▶ Set problem: Please rewrite every line of the records below as a numbered list, leaving out any blank lines.

(Location labeling records)

____

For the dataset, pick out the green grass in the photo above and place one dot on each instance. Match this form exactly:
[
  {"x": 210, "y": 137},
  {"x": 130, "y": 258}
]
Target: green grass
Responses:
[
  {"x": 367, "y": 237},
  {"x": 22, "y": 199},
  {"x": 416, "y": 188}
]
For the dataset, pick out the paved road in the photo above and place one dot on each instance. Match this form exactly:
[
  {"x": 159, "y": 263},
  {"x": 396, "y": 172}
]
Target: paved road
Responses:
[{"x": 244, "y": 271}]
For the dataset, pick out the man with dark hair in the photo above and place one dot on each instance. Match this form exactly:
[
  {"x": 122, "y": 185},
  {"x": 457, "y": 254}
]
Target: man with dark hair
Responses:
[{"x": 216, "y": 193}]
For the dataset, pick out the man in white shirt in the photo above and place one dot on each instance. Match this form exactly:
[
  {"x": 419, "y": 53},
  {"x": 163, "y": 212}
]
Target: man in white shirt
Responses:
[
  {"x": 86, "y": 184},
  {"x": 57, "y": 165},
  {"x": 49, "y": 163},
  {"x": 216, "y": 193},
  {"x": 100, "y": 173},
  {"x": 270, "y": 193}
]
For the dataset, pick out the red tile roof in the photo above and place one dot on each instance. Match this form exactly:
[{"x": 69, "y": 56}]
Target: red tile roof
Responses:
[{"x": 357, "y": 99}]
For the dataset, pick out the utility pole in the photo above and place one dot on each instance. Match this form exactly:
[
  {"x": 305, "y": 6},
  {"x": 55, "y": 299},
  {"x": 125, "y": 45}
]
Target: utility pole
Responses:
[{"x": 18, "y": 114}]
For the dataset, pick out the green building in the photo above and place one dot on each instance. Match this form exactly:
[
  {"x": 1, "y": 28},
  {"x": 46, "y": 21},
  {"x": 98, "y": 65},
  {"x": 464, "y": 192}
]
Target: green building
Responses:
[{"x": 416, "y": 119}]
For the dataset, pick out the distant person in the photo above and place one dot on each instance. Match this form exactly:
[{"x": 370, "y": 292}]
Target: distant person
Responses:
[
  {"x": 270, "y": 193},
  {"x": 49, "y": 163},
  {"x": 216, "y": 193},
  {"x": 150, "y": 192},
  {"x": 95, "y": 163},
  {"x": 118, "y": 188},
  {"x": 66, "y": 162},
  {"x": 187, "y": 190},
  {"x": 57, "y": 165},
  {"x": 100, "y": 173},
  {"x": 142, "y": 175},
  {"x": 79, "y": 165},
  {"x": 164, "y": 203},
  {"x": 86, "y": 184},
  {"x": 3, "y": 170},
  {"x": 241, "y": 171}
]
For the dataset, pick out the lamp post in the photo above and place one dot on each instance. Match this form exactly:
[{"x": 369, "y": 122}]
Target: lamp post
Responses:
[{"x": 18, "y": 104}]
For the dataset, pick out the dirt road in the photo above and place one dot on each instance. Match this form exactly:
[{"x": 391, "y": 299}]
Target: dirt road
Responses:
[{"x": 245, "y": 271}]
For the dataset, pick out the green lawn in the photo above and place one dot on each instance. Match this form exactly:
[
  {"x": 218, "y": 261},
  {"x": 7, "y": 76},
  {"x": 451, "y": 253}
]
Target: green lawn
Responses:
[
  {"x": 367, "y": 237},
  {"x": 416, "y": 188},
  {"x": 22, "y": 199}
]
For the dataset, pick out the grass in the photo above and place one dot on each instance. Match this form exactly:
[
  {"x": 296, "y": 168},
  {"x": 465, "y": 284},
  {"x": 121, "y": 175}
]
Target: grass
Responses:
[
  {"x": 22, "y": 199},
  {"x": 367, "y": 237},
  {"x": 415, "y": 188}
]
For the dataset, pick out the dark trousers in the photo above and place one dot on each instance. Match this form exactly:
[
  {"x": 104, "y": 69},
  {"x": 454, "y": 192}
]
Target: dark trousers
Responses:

____

▶ Written response:
1. For the dataset, pick out the green grass in the photo above and place one dot on each instance. Match this form exactly:
2. [
3.   {"x": 210, "y": 137},
4.   {"x": 130, "y": 258}
5. ]
6. Target: green grass
7. Responses:
8. [
9.   {"x": 367, "y": 237},
10.   {"x": 22, "y": 199},
11.   {"x": 416, "y": 188}
12. ]
13. For the dataset, pick out the paved road in the photo above and place one dot on each instance. Match this form exactly:
14. [
15.   {"x": 159, "y": 263},
16.   {"x": 396, "y": 172}
17. ]
18. Target: paved road
19. Responses:
20. [{"x": 244, "y": 271}]
21. For the dataset, pick out the man with dark hair in the photo above and place one dot on each instance. Match this form exactly:
22. [
23.   {"x": 122, "y": 185},
24.   {"x": 457, "y": 254}
25. ]
26. Target: man with dark hair
27. Responses:
28. [{"x": 216, "y": 193}]
29. For the dataset, pick out the man in white shirt in the photo above and place one dot on each instance. Match this form exactly:
30. [
31.   {"x": 419, "y": 53},
32.   {"x": 163, "y": 212}
33. ]
34. Target: man in white shirt
35. Responses:
36. [
37.   {"x": 86, "y": 184},
38.   {"x": 57, "y": 165},
39.   {"x": 49, "y": 163},
40.   {"x": 216, "y": 193},
41.   {"x": 100, "y": 173},
42.   {"x": 270, "y": 193}
43. ]
44. For the dataset, pick out the red tile roof in the photo above and place one dot on each instance. Match this form exactly:
45. [{"x": 69, "y": 56}]
46. Target: red tile roof
47. Responses:
48. [{"x": 357, "y": 99}]
49. For the dataset, pick out the utility pole in the photo above and place one dot on each instance. Match this form exactly:
50. [
51.   {"x": 305, "y": 6},
52.   {"x": 55, "y": 299},
53.   {"x": 125, "y": 45}
54. ]
55. Target: utility pole
56. Responses:
57. [{"x": 18, "y": 114}]
58. For the dataset, pick out the green building in the photo above and place one dot on each instance. Match this form exactly:
59. [
60.   {"x": 1, "y": 28},
61.   {"x": 46, "y": 21},
62.   {"x": 98, "y": 65},
63.   {"x": 464, "y": 192}
64. ]
65. Target: green building
66. Responses:
67. [{"x": 416, "y": 119}]
68. For the dataset, pick out the distant person in the photo above and place one dot on each instance. Match this form exactly:
69. [{"x": 370, "y": 292}]
70. Target: distant person
71. Responses:
72. [
73.   {"x": 270, "y": 193},
74.   {"x": 49, "y": 163},
75.   {"x": 216, "y": 193},
76.   {"x": 150, "y": 192},
77.   {"x": 95, "y": 163},
78.   {"x": 118, "y": 188},
79.   {"x": 66, "y": 162},
80.   {"x": 187, "y": 190},
81.   {"x": 57, "y": 165},
82.   {"x": 100, "y": 173},
83.   {"x": 142, "y": 175},
84.   {"x": 79, "y": 165},
85.   {"x": 164, "y": 203},
86.   {"x": 86, "y": 184},
87.   {"x": 3, "y": 170},
88.   {"x": 241, "y": 171}
89. ]
90. For the dataset, pick out the lamp post in the photo above and place one dot on each instance. Match this form exactly:
91. [{"x": 369, "y": 122}]
92. Target: lamp post
93. Responses:
94. [{"x": 18, "y": 104}]
95. For the dataset, pick out the dirt road in the photo above and place one dot on each instance. Match this form exactly:
96. [{"x": 391, "y": 299}]
97. Target: dirt road
98. Responses:
99. [{"x": 245, "y": 271}]
100. For the dataset, pick out the green lawn in the photo above and place one dot on each instance. Match this form exactly:
101. [
102.   {"x": 218, "y": 261},
103.   {"x": 7, "y": 76},
104.   {"x": 451, "y": 253}
105. ]
106. Target: green lawn
107. Responses:
108. [
109.   {"x": 367, "y": 237},
110.   {"x": 416, "y": 188},
111.   {"x": 22, "y": 199}
112. ]
113. For the dataset, pick out the grass in the photo above and place one dot on each instance. Match this form exactly:
114. [
115.   {"x": 296, "y": 168},
116.   {"x": 465, "y": 284},
117.   {"x": 121, "y": 175}
118. ]
119. Target: grass
120. Responses:
121. [
122.   {"x": 22, "y": 199},
123.   {"x": 367, "y": 237},
124.   {"x": 415, "y": 188}
125. ]
126. For the dataset, pick out the dark trousers in the photo above and place one dot on each instance. Match this form exactly:
127. [
128.   {"x": 104, "y": 69},
129.   {"x": 454, "y": 192}
130. ]
131. Target: dark trousers
132. Responses:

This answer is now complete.